• [Brief]:
Apart from the pictures, every entry below should be repeated exactly.

• [Provided entries]:
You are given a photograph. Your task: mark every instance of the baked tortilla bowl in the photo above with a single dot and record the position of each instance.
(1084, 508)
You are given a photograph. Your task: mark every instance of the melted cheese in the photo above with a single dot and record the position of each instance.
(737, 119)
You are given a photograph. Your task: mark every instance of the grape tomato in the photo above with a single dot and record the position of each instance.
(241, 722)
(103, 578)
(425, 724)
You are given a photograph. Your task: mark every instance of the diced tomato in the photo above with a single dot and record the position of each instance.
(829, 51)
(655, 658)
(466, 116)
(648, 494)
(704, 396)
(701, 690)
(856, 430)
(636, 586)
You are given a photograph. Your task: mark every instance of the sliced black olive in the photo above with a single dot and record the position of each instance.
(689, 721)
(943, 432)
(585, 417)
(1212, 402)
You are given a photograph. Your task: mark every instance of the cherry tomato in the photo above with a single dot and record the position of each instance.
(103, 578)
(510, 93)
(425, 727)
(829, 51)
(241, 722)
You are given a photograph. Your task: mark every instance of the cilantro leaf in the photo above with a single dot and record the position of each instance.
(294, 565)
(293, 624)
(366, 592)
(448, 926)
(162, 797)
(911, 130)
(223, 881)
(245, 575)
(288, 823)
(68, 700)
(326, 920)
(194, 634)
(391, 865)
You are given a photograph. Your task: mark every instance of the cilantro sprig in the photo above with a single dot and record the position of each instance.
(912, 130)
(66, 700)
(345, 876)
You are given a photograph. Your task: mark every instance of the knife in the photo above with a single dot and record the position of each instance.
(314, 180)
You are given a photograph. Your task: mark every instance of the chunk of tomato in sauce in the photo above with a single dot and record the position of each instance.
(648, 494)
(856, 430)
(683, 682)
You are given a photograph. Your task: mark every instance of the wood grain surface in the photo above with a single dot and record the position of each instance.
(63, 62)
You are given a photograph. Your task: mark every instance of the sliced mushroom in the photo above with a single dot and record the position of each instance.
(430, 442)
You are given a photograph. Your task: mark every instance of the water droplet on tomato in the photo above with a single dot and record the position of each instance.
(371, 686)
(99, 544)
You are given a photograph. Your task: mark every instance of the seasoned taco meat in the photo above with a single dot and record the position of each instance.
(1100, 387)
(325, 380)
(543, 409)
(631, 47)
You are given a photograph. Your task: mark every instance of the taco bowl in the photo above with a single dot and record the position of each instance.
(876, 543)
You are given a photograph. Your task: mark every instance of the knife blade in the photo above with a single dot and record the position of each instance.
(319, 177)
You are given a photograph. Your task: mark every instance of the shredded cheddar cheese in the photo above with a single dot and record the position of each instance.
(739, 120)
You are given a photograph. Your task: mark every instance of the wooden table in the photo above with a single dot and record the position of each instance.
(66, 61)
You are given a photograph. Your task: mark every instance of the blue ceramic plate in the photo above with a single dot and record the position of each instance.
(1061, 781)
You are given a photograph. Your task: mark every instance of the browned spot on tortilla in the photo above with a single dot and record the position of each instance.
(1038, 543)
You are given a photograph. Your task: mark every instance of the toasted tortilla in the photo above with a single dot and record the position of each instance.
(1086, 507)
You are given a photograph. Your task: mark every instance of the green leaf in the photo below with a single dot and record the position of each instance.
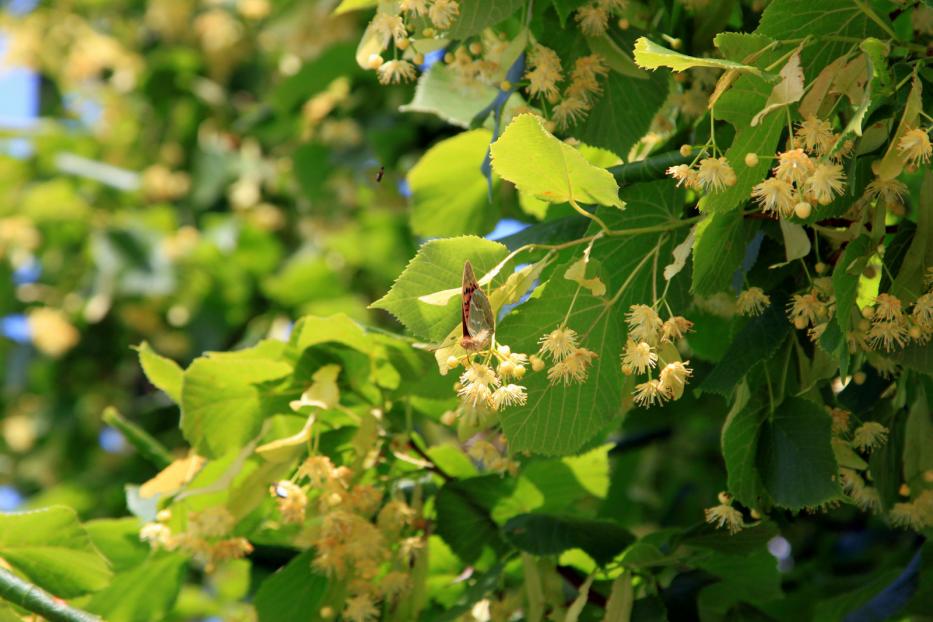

• [Exercise output]:
You are given a photograph. Your task: mark every instance of the baked tortilla bowl in the photo above with a single dot and record the position of each instance.
(1084, 508)
You are given a photograph. Your task: mark every instance of the melted cheese in the photo above with a single dot and record the position of each instance.
(737, 119)
You are given a photograph. Your task: mark every instance of the grape tomato in the photo above with a single dot and record the position of each instance.
(241, 722)
(103, 578)
(425, 724)
You are given a photograph. Your task: mark every instance of the diced tomato in the photo above with a single dot and record the position of each instance.
(829, 51)
(655, 658)
(466, 116)
(648, 494)
(704, 396)
(701, 690)
(856, 430)
(636, 586)
You are given a photograph. Your task: mark every instance of the sliced black olive in the photo above with a single dot and record the position of each instance.
(689, 721)
(943, 432)
(585, 417)
(1212, 402)
You are given a photograph. Your task: mark every instance of the cherry tomato in the photo above with a single dot and record the position of each instance.
(103, 578)
(510, 93)
(425, 727)
(829, 51)
(241, 722)
You are given a photograph. Your task: mark every instance of the cilantro leaf in the photo above with a single dot and record the position of each instance.
(294, 565)
(293, 624)
(366, 592)
(448, 926)
(162, 797)
(911, 130)
(223, 881)
(245, 575)
(288, 823)
(68, 700)
(326, 920)
(194, 634)
(391, 865)
You are given a photograph. Your task: mark every instance of the cilantro sprig in the photo above with a single dot and record the position of each instance.
(912, 130)
(66, 700)
(345, 876)
You are given a photograph. Your task: mark every instance of the knife in the photo above with a single dot and record the position of each instance.
(314, 180)
You are given a photograph. Your task: mark every instance of the chunk of tomato in sauce in the photo above with a single dot and record the position of each instance.
(648, 494)
(856, 430)
(683, 682)
You are given a photograph. Your task: mark every instance of the wood grain surface in the photo above with a single dot and record the position of each instance.
(63, 62)
You are given a photograph. Your task: mark every instance of the sliced mushroom in the photo above with a single dot and record the position of each instance.
(430, 442)
You are given a photograph. Your task: mark every instance of the water droplet on tomato in the photo above with a single dot and record the position of each instance.
(371, 686)
(99, 544)
You are given a photograph. Your task: mark every instance of the seasoned taco meat in the photo above with a single dot and record the position of each instance.
(1100, 387)
(325, 380)
(543, 409)
(631, 47)
You are given a photograph. Your task: mark every instance of the taco bowl in the photo above with a single dot and record the position of each instance.
(876, 543)
You are given a photograph. Your task: mark every instance of the knife blade in the photo above with a single dot and record the position of each instance.
(319, 177)
You are given a photograph. Your task: mark every instance of the shredded cheddar cheese in the photo above with a single dot and record the position of each instance.
(739, 120)
You are given a photograph. Your task: mark every instance of the wooden table in the photo above with a single dot and record the position of each instance.
(66, 61)
You are given a photograph. Your task: mark every instance of the blue ceramic plate in the photo above with a single dot and record the position of each instance.
(1061, 781)
You are given a photograph. Your task: mark every instance of the browned spot on tortilla in the photo above with a single dot and record the position of each instance.
(1038, 543)
You are given a photograph. Your task: mark every instance of the toasted tortilla in the photo above with a single dot and record the position of each instance.
(1086, 507)
You are given a photograph. Your task: mark every instance of the green leaf in the photo below with a single dot and record the position of each instance.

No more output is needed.